Rewrite the listing with "white cloud" switched to "gray cloud" and every other line left unchanged.
--- --- ---
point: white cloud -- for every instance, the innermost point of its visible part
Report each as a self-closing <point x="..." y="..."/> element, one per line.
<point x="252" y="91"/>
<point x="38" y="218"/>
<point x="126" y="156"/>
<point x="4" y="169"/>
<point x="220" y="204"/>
--- --- ---
● **FINISHED EXERCISE**:
point: gray cloud -- for every instance, the innermost point of its visible part
Report each as a self-closing <point x="..." y="..."/> element, one per line.
<point x="252" y="91"/>
<point x="38" y="218"/>
<point x="126" y="156"/>
<point x="4" y="169"/>
<point x="220" y="204"/>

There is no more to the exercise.